(Attività richieste):
a) Secondo il testo di studio, quale legge ha disciplinato i controlli di laboratorio?
b) Trascriva dal testo di studio il passo che va da "La normativa ha" fino a "gli scambi commerciali.".

(Testo di studio):
-----
La normativa ha designato anche organi deputati al controllo, quali il Ministero della Salute, le Regioni e Province autonome, le ASL e i NAS, per assicurare la conformità dei prodotti alle norme, difendere gli interessi dei consumatori e garantire gli scambi commerciali.

 

I dirigenti medici dei dipartimenti di prevenzione delle ASL sono stati incaricati di svolgere ispezioni a verifica della documentazione, delle procedure di sanificazione, delle modalità di smaltimento dei rifiuti, della idoneità dei locali e delle strutture in conformità all’autorizzazione concessa, dell’approvvigionamento d’acqua, del personale e dei mezzi di trasporto.

 

In seguito è stata emanata la Legge n. 526 del 1999 la quale ha disciplinato i controlli di laboratorio.

 

(Altalex, maggio 2011. Articolo di Laura Biarella, estratto dal capitolo I dell'eBook Le frodi alimentari)

 

__________________

 

[1] Si veda A. Sorgato, “La tutela della salute nella normativa su alimenti e bevande”, in Ventiquattrore Avvocato, 4 settembre 2006, n. 9, 84, nonché V. Pacileo, “Il diritto degli alimenti, profili civili, penali e amministrativi”, Padova, 2003.

 

[2] Legge del 30 aprile 1962, n. 283, pubblicato nella Gazzetta Ufficiale del 4 giugno 1962, n. 139, recante “Modifica degli artt. 242, 243, 247, 250 e 262 del Testo Unico delle Leggi Sanitarie approvato con R.D. 27 Luglio 1934, N. 1265, Disciplina igienica della produzione e della vendita delle sostanze alimentari e delle bevande”.

 

[3] La lettera e) è stata soppressa dall’art. 3, L. 26 febbraio 1963, n. 441, la lettera f) è stata soppressa dall’art. 57, L. 19 febbraio 1992, n. 142 a decorrere dal 1 luglio 1992.

 

[4] Un cenno merita anche la normativa in tema di denominazione origine provenienza (DOP), alla c.d. indicazione geografica protetta (IGP) alla c.d. specialità tradizionale garantita (STG, che garantisce che un prodotto sia fabbricato con criteri comuni costanti: per esempio, la mozzarella, in cui non va inclusa quella di bufala campana, che ha meritato il marchio DOP). Il D.Lgs. 19 novembre 2004 ha esteso il DOP al prodotto finito in cui sia stato impiegato un alimento già beneficiato dal marchio (es.: tortellini al prosciutto di Parma). Il sistema sanzionatorio è piuttosto variegato e vi si contempla la chiusura definitiva dello stabilimento o dell’esercizio, la revoca della licenza, l’interdizione dalla professione 6 fino alla pubblicazione della sentenza.
-----
(Righe fornite):
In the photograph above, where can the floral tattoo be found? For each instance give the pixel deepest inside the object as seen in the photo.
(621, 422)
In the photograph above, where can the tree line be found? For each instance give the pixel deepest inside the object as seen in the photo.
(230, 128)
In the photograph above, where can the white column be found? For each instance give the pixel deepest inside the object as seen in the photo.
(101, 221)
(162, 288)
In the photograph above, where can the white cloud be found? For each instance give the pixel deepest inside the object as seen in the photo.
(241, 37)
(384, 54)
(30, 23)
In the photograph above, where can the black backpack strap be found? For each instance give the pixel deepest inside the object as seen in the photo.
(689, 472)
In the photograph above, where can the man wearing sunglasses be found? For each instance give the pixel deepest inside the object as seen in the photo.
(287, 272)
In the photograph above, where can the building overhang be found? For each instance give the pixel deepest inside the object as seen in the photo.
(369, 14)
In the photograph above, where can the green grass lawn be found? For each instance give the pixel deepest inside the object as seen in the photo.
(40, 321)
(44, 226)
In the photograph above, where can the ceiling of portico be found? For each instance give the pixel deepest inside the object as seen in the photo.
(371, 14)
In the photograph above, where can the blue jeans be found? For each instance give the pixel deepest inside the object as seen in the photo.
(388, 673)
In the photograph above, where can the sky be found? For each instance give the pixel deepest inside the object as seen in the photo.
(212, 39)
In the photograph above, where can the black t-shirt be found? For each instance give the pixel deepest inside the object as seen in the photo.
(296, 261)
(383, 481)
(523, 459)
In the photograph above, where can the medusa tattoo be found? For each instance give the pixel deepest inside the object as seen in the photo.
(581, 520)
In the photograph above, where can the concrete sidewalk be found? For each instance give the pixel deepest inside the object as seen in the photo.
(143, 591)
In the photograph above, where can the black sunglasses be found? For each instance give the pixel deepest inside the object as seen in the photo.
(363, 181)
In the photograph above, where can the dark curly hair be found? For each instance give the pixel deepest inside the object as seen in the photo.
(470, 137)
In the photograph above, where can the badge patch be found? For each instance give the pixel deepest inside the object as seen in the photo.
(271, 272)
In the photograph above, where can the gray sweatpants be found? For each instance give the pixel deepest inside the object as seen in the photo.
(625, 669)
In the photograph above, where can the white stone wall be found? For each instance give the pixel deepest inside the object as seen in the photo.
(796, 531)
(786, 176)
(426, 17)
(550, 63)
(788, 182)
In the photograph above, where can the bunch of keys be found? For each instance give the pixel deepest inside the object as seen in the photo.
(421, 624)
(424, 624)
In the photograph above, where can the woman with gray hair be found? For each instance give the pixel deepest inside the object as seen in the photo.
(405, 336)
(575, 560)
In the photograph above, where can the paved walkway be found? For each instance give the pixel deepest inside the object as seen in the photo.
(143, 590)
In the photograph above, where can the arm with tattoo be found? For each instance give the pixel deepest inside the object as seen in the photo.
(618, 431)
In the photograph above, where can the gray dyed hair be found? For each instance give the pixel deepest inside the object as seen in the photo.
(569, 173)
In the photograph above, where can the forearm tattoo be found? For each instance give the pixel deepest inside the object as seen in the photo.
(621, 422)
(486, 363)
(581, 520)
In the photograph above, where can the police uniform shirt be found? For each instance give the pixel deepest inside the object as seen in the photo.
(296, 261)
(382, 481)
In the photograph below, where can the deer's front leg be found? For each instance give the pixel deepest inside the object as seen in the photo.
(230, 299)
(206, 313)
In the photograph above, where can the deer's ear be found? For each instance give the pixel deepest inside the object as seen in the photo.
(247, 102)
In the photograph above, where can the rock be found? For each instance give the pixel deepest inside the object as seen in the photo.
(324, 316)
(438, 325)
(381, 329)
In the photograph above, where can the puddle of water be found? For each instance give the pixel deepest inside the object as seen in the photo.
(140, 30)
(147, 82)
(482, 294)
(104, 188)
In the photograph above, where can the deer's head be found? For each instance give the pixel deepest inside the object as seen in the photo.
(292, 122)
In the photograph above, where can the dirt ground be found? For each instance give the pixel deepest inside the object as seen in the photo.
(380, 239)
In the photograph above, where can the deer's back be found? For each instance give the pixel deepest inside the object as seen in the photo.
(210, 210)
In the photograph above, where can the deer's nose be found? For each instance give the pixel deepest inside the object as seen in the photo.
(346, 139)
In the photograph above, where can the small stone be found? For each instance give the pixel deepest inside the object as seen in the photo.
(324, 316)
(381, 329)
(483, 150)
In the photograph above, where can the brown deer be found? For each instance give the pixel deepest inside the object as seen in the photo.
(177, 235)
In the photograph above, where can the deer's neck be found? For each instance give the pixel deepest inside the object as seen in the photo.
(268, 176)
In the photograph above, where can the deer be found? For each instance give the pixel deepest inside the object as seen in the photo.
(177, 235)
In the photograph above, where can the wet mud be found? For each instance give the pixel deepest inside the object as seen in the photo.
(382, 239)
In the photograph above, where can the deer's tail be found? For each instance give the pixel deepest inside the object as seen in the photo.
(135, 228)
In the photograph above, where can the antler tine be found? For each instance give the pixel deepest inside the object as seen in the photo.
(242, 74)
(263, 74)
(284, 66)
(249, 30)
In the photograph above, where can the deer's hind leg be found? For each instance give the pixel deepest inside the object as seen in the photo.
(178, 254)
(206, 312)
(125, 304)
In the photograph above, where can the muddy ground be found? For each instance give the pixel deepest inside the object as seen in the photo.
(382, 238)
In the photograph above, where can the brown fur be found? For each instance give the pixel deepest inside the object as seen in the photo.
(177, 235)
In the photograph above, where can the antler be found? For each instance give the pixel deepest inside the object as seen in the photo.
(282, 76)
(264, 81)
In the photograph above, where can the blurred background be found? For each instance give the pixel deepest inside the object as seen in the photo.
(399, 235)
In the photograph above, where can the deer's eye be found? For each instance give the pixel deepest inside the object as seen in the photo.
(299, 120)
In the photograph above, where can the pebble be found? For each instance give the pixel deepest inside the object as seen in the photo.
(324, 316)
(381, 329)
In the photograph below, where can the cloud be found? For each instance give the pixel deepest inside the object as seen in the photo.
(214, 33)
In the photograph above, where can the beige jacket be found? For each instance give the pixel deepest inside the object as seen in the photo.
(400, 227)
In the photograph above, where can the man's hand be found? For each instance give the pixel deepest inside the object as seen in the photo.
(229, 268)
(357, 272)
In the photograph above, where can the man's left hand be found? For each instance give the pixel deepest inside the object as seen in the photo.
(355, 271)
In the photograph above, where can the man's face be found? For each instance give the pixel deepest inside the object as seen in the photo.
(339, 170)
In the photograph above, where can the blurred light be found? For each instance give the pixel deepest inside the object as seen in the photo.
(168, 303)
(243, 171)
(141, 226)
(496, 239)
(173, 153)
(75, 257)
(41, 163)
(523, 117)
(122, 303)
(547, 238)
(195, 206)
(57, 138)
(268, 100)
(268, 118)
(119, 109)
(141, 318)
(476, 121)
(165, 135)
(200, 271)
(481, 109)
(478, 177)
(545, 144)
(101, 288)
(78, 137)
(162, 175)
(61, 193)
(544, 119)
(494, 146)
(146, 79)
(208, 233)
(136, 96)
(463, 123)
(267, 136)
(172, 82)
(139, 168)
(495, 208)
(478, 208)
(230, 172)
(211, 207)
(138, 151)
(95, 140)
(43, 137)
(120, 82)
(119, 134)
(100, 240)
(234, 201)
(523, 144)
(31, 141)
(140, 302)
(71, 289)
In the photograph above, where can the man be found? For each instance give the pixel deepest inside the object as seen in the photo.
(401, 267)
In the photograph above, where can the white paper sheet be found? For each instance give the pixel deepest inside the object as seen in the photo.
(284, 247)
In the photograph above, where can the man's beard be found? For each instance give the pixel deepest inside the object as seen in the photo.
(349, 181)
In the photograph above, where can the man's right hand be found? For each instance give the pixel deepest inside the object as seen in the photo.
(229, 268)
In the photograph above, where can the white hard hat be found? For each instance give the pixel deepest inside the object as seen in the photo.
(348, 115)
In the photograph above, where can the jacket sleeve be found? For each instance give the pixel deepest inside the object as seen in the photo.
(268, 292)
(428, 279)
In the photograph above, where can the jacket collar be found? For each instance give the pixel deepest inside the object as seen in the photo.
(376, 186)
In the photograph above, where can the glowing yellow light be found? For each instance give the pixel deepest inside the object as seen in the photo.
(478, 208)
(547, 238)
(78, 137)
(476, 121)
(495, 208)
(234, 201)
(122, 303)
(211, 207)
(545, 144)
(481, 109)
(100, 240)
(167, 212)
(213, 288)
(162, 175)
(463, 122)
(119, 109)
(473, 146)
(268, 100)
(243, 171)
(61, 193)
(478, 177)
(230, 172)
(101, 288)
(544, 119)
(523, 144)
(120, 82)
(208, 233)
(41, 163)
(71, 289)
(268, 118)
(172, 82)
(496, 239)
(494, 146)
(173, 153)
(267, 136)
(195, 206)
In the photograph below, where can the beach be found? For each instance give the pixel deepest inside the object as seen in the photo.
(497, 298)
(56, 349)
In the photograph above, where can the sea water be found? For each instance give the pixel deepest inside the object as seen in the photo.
-----
(Risposte all'esercizio):
a) La Legge n. 526 del 1999.

b)
La normativa ha designato anche organi deputati al controllo, quali il Ministero della Salute, le Regioni e Province autonome, le ASL e i NAS, per assicurare la conformità dei prodotti alle norme, difendere gli interessi dei consumatori e garantire gli scambi commerciali.